Written task:
Starting from the line that contains "Practice step: locate the door", reproduce each line exactly through the end of the material, and include no other lines.

[Records contained in a dataset]
**********
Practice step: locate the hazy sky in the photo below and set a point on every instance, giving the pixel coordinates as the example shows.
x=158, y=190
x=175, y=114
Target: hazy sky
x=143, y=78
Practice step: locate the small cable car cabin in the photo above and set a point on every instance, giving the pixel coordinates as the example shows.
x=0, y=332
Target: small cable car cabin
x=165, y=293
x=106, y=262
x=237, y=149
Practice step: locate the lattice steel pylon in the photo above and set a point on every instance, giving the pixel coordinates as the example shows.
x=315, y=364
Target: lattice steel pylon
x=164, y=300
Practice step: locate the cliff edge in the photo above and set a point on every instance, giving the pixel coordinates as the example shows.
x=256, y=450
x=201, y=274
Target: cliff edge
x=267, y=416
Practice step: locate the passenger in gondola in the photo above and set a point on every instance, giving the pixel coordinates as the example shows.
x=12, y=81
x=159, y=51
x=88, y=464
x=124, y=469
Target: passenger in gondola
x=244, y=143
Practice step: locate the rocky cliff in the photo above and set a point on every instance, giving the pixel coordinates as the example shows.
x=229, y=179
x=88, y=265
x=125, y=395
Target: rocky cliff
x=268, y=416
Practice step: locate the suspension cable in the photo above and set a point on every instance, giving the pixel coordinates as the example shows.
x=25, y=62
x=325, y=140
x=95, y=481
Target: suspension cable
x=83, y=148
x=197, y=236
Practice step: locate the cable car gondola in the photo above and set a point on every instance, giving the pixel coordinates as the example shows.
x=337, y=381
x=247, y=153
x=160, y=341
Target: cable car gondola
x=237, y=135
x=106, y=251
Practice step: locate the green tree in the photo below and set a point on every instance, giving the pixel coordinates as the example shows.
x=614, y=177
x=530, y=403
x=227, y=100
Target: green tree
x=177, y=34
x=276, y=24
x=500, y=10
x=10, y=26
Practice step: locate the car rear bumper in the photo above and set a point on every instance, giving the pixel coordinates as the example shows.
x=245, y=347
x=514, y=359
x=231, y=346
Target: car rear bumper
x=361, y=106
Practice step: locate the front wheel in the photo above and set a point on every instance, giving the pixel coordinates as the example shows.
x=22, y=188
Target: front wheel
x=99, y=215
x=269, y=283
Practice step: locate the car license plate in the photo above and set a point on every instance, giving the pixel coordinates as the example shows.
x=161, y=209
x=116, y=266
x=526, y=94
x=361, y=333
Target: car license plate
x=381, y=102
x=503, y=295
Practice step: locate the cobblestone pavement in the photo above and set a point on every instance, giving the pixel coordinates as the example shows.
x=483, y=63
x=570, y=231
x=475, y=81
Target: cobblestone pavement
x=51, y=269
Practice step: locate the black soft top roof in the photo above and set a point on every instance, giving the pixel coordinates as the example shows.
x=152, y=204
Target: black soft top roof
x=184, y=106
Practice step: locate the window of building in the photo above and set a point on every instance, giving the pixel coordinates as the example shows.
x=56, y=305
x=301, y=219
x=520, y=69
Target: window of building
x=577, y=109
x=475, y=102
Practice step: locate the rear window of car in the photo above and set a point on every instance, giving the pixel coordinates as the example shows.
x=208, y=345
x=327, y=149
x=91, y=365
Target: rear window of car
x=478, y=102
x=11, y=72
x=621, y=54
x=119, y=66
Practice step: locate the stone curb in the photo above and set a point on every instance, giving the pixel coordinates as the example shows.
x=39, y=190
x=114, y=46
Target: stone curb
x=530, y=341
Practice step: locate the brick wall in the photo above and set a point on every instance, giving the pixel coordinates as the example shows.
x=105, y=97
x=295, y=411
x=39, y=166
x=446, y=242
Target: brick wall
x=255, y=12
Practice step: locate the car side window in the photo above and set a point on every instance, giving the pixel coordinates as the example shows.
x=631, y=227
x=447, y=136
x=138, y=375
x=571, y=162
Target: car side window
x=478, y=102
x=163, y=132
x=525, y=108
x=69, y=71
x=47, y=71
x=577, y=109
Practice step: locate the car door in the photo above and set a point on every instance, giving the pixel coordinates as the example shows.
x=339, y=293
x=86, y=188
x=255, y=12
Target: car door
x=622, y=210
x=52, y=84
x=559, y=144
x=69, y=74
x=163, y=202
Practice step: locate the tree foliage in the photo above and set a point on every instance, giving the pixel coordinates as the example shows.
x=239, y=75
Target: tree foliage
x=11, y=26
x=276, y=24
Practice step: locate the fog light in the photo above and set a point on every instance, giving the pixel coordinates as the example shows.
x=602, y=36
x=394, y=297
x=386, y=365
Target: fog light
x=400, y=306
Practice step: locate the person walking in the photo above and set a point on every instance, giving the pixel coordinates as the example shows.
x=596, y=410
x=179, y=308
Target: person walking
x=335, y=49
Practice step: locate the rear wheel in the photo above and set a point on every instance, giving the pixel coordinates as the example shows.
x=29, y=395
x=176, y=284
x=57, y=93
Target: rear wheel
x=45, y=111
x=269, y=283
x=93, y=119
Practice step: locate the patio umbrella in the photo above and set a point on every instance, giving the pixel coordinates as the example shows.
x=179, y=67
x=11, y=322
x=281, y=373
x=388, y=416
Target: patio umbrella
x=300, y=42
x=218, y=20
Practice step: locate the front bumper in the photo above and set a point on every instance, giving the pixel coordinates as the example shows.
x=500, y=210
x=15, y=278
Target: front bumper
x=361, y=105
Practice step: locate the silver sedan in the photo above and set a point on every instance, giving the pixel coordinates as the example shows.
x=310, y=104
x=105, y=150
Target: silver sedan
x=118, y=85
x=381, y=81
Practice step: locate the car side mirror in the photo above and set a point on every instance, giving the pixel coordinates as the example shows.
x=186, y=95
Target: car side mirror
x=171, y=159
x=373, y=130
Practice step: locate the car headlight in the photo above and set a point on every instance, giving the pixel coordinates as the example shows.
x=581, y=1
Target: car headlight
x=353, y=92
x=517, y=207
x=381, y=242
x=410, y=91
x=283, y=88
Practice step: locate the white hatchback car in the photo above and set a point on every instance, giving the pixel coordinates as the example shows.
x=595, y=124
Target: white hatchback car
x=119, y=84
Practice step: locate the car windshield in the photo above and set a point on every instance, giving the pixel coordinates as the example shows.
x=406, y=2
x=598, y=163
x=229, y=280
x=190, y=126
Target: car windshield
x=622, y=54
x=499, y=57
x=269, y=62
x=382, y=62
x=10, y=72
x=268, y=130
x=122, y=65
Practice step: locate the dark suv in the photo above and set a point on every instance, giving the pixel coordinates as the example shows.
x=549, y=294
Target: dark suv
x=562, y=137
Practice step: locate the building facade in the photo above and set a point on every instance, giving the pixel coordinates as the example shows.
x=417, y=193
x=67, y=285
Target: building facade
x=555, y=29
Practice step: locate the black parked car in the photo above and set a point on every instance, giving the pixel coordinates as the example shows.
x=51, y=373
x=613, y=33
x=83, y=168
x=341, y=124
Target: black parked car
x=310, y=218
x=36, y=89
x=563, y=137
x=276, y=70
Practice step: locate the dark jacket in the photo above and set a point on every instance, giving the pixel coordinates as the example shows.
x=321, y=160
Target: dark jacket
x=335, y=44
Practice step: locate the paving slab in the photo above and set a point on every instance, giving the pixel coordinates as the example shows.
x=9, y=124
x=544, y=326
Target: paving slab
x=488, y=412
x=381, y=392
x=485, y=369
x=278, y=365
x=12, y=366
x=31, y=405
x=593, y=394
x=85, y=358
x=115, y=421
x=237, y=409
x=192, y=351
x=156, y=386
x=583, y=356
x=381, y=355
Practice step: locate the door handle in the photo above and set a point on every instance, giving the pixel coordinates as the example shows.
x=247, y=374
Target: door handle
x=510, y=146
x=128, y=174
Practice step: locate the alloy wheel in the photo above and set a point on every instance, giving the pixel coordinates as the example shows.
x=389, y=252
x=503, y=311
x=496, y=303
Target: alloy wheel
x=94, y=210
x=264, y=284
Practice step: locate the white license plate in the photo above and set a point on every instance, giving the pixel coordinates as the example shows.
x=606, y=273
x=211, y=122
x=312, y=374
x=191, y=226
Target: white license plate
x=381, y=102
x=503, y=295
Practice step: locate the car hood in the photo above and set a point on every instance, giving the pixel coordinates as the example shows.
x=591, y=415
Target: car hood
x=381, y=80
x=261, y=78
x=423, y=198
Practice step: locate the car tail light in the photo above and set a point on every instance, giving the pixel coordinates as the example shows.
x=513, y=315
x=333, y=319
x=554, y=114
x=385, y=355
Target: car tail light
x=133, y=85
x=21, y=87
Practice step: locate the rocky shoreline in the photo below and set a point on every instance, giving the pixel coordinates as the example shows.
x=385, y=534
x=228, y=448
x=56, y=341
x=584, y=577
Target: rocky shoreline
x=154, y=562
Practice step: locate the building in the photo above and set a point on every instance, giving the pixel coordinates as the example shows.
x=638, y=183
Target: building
**********
Exercise response:
Practice step: locate the door handle in the photo above and set a point on every instance, giving the pixel coordinates as the example shows.
x=247, y=374
Target: door handle
x=510, y=146
x=128, y=174
Practice step: locate the alloy wheel in the photo above and set a point on every instance, giving the pixel coordinates as the example shows.
x=389, y=252
x=503, y=311
x=496, y=303
Target: alloy wheel
x=94, y=210
x=264, y=284
Practice step: locate the white license plate in the photo above and set a point on every instance, giving the pixel coordinates as the example shows.
x=606, y=273
x=211, y=122
x=312, y=374
x=191, y=226
Target: white license plate
x=381, y=102
x=503, y=295
Practice step: locate the car hood in the photo above and set a point on every instance, giving the pixel coordinates as the example shows.
x=591, y=415
Target: car hood
x=381, y=80
x=261, y=78
x=423, y=198
Practice step: locate the car tail light in the photo above and set a point on every instance, giving the pixel coordinates as the example shows.
x=513, y=315
x=333, y=319
x=554, y=114
x=385, y=355
Target: car tail light
x=133, y=85
x=21, y=87
Practice step: locate the rocky shoreline in the photo below and set a point on every instance, giving the pixel coordinates as the example shows.
x=385, y=534
x=228, y=448
x=56, y=341
x=584, y=577
Target: rocky shoreline
x=154, y=562
Practice step: locate the building in the photo above and set a point on every instance, giving the pixel coordinates as the example shows.
x=638, y=183
Target: building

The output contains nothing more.